- _Provided data_
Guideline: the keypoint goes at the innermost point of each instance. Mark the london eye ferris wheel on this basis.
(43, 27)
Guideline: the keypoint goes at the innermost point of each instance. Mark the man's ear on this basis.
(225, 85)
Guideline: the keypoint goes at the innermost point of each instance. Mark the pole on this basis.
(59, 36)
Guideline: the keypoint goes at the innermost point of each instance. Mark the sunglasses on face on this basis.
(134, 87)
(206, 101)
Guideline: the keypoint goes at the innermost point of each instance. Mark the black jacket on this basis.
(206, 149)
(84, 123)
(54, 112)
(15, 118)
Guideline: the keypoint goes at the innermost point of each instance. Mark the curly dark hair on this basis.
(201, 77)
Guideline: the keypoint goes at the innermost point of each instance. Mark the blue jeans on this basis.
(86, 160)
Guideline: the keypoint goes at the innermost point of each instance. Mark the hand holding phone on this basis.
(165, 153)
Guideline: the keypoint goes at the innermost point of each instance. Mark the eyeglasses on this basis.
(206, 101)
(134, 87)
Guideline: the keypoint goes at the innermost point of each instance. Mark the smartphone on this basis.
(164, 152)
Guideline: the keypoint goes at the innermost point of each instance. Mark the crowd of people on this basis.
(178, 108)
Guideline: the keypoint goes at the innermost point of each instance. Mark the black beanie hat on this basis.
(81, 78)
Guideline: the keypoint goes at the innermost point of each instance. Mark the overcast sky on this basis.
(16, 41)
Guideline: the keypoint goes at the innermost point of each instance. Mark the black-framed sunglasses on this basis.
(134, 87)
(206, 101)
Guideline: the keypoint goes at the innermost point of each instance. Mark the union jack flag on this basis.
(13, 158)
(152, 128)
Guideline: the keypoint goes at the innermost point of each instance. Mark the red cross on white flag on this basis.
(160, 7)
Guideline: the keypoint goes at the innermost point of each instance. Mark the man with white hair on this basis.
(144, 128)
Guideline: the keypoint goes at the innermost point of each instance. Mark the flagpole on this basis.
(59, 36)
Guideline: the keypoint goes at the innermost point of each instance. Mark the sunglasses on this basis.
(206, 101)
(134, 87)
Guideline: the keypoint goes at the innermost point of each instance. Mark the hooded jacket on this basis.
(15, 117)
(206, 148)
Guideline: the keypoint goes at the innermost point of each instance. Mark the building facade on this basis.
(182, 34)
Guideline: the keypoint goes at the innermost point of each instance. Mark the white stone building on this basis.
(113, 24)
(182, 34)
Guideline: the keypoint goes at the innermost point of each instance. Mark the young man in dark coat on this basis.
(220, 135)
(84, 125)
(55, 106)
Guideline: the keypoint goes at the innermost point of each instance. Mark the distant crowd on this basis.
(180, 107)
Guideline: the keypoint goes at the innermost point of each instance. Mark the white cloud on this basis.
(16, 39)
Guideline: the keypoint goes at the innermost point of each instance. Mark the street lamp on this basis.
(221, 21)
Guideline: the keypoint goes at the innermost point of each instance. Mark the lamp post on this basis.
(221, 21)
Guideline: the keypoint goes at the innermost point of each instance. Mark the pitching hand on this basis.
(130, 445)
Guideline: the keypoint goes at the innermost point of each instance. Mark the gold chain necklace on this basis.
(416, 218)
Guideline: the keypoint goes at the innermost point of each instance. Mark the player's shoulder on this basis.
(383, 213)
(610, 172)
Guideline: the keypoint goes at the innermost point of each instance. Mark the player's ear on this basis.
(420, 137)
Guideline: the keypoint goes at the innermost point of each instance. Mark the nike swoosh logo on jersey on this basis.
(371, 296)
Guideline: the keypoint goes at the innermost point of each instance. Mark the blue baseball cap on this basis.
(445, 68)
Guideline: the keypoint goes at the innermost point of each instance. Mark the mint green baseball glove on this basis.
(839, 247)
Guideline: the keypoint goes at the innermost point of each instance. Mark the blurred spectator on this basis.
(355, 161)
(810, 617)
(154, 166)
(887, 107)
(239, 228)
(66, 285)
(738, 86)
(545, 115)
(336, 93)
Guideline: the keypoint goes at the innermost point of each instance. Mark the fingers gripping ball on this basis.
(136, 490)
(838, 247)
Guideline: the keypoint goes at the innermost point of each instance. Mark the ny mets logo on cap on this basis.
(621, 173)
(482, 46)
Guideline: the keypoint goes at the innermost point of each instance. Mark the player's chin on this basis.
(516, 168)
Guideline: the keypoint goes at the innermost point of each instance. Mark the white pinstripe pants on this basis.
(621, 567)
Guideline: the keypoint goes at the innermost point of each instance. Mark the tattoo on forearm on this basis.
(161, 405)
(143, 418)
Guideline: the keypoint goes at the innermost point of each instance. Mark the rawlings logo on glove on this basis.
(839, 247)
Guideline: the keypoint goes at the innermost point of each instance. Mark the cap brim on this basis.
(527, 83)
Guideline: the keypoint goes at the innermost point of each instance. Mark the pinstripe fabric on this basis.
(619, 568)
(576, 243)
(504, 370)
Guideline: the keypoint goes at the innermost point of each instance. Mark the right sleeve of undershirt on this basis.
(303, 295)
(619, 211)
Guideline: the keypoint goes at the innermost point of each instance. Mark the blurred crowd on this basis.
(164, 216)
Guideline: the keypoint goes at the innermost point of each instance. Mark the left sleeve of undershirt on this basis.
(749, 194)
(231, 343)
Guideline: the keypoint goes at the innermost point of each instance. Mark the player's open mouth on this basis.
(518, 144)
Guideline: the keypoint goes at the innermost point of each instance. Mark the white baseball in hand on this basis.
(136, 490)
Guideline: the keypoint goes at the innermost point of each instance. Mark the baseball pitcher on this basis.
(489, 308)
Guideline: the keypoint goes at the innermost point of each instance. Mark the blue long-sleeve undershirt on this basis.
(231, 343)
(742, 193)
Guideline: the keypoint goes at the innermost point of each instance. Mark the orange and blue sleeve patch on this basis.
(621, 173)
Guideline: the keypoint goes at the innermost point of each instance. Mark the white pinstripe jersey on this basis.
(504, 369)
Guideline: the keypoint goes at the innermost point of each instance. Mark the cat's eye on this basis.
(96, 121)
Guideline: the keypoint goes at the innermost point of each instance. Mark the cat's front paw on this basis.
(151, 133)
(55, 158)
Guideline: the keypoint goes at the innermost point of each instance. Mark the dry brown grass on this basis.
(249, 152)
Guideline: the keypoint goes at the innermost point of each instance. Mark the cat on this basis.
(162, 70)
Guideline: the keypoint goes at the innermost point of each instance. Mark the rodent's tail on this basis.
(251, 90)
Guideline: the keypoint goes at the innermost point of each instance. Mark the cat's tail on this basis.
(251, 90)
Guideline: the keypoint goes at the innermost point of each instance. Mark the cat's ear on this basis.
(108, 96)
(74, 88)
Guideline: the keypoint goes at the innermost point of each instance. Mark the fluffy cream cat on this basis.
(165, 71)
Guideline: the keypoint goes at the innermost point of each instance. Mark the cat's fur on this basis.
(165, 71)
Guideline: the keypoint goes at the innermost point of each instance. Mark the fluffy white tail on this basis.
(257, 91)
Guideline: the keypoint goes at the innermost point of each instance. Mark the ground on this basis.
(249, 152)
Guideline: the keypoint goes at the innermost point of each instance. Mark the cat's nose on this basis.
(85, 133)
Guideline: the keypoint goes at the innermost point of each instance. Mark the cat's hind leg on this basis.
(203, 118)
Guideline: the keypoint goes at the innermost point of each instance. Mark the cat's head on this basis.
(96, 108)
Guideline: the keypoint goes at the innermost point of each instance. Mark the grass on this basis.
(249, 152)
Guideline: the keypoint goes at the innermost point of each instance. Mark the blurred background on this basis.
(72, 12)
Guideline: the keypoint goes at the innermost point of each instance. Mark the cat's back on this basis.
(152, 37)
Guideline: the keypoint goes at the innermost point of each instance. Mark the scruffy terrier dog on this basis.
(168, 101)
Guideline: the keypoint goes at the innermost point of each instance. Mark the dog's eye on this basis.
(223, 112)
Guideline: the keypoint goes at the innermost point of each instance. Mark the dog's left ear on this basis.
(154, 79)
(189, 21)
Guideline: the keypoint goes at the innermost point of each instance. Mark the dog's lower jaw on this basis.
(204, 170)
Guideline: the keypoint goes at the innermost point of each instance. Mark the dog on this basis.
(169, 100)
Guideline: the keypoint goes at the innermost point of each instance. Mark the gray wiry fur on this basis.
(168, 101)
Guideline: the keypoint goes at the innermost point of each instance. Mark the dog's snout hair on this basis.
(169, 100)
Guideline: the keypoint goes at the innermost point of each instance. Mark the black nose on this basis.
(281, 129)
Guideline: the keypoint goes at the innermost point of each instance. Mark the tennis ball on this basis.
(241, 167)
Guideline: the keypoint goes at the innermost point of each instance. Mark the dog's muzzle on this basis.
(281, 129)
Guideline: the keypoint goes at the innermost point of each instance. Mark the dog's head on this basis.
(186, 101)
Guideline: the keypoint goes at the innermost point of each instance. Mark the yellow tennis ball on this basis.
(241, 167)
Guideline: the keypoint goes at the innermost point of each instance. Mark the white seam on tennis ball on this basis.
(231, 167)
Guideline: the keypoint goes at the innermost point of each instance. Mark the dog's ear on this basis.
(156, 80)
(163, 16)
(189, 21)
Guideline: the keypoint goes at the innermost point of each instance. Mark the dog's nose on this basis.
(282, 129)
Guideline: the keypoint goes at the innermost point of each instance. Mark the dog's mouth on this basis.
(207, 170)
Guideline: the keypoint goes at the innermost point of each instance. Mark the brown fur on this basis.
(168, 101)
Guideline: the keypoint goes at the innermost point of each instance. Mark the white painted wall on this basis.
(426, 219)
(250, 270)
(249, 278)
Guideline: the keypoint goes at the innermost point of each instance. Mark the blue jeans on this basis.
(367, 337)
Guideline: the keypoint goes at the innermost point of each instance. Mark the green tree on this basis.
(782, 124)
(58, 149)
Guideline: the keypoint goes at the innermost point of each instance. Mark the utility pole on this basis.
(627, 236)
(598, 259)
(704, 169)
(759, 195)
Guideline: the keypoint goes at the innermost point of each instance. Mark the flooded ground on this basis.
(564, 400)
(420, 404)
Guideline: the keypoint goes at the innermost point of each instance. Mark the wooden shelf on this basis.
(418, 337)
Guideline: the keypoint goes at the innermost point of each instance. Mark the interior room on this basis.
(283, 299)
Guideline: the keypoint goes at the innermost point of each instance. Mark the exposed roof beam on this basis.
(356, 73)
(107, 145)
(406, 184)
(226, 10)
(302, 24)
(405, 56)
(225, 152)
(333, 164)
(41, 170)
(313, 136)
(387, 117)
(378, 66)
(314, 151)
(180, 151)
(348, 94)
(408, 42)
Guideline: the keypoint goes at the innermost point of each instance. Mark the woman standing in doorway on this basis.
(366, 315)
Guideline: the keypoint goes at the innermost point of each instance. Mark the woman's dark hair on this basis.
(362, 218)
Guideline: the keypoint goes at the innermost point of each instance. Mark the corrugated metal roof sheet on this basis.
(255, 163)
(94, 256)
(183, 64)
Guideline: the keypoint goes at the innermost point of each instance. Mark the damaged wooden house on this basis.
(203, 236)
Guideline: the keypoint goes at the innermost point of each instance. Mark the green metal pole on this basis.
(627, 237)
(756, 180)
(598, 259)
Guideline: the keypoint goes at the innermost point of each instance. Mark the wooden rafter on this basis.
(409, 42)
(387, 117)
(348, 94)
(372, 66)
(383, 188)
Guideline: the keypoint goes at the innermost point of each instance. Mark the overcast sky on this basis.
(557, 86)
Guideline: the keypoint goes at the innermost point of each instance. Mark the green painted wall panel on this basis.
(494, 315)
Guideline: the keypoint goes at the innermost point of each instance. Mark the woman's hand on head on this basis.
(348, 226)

- _Task details_
Look for the line that contains "rafter on this basis." in the entries above. Set it down, along with all later lines, exactly as written.

- _Result below_
Guideline: the keypoint goes at the innermost point of each instance. Mark the wooden rafter on this basis.
(409, 42)
(387, 117)
(348, 94)
(372, 66)
(383, 188)
Guideline: the keypoint goes at the innermost point of each instance. Mark the overcast sky on this basis.
(557, 86)
Guideline: the keypoint goes at the innermost point of each instance. Mark the green painted wall panel on this basis.
(494, 315)
Guideline: the keypoint goes at the innermost point of each instance. Mark the woman's hand on head on this basis.
(348, 226)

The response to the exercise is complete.